## Enunciado A:
Com base no texto sobre síndromes, responda:
(i) Qual é o modo de transmissão da doença de Laurence-Moon-Biedl?
(ii) Em que proporção dos casos a doença de Norrie se acompanha de disacusia neuro-sensorial?
(iii) Que neoplasia tem alta incidência na doença de Luis-Baru?
## Enunciado B:
Transcreva fielmente, do texto sobre síndromes, o trecho de "19 - NORRIE" até "de disacusia neuro-sensorial.".
## Enunciado C:
Prossiga com o texto sobre síndromes a partir da última frase apresentada.

## Texto em estudo:

####

16 - KOERBER-SALUS-ELSCHNING (8): (síndrome peri-aquedutal, com paralisia da verticalidade do olhar, espasmo tônico da convergência, paralisia do III, alterações pupilares, nistagmo de convergência, nistagmo palpebral e retração do músculo elevador), eventualmente pode apresentar sinais de acometimento vestibular do tronco cerebral.

17 - LAURENCE-MOON-BIEDL (3): Doença hereditária de transmissão autossômica recessiva em que há: retinite pigmentar, distúrbio gonado-hipofisário severo (hipogenitalismo, obesidade, idiotia e diabetes), polidactilia e disacusia. A disacusia só ocorre em determinadas famílias, é neuro-sensorial grave, inclusive pode ocorrer surdo-mudez.

18 - LUIS-BARU: Doença recessiva com deficit de imunoglobulina e alta incidência de linfo-reticulosarcoma com as seguintes sintomatoiogias: teliangiectasia ocular e tegumentar, ataxia, nistagmo espontâneo e outras alterações otoneurológicas.

19 - NORRIE (11): Doença recessiva em que há cegueira congênita (pseudotumor retiniano), em trinta por cento dos casos acompanha-se de disacusia neuro-sensorial.

####

## Dados para análise:
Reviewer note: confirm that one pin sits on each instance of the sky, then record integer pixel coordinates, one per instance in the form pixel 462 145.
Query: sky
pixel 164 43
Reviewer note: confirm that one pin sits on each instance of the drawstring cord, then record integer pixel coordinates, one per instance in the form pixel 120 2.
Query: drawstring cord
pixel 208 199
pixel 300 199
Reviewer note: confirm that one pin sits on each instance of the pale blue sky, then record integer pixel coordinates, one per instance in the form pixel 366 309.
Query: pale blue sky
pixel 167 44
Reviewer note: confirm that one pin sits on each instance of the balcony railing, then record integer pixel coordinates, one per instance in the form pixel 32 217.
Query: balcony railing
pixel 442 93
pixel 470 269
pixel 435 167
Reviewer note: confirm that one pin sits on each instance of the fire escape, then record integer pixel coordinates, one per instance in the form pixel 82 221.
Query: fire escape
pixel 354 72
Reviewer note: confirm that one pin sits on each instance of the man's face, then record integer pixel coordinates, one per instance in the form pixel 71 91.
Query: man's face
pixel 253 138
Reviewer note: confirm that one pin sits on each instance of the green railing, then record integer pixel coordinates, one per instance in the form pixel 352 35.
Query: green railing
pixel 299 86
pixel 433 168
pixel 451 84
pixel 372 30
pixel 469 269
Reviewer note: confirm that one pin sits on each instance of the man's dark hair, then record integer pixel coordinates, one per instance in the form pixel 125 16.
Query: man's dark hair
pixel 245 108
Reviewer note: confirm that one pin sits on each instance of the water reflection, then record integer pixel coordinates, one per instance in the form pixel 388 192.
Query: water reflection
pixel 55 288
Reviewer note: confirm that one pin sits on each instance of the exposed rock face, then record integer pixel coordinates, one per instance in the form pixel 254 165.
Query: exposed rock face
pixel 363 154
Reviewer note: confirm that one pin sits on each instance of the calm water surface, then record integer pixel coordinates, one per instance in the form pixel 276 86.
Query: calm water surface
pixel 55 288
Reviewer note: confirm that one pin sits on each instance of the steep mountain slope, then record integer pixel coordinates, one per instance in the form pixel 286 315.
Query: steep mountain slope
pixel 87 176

####

## Resposta escrita A:
(i) Autossômica recessiva.
(ii) Em trinta por cento dos casos.
(iii) Linfo-reticulosarcoma.

## Resposta escrita B:
19 - NORRIE (11): Doença recessiva em que há cegueira congênita (pseudotumor retiniano), em trinta por cento dos casos acompanha-se de disacusia neuro-sensorial.

## Resposta escrita C:
20 - NOTHNAGEL (11): Esta síndrome é causada por tumores do tronco cerebral, manifesta-se com múltiplas e irregulares paralisias óculo-motoras, alterações vagais e vestibulares (enjôo, vertigem, andar vacilante e nistagmo espontâneo).

21 - PARINAUD (11): Atualmente usa-se este epônimo para designar um sinal que abrange todas as modalidades de paralisia dos movimentos da verticalidade do olhar; podemos encontrá-la em síndromes vestibulares do tronco cerebral alto de diversas etiologias.

22 - "PIEBALBDNESS"(11): (Tradução: Semelhante a animal malhado) Doença autossômica recessiva ligada ao sexo com retinite pigmentar, íris azul, falta de pigmentação em diversas áreas do corpo e couro cabeludo, e disacusia neuro-sensorial.

23 - PIERRE-ROBIN (11): Ao lado da glossoptose, micrognatia e fissura palatina que caracterizam a síndrome, podem ocorrer: oculopatia (glaucoma e descolamento de retina) e alterações otológicas (má-implantação auricular, otite média e disacusia de condução).

24 - PYLE (11): Ou displasia craneometafisária, é doença autossômica dominante, podendo ser recessiva; devido a alteração óssea diversa, temos: atrofia do nervo óptico, atresia do ducto lacrimonasal, atresia das cavidades paranasais e disacusia progressiva de condução (fixação do estribo) ou mista por agressão concomitante ao nervo auditivo.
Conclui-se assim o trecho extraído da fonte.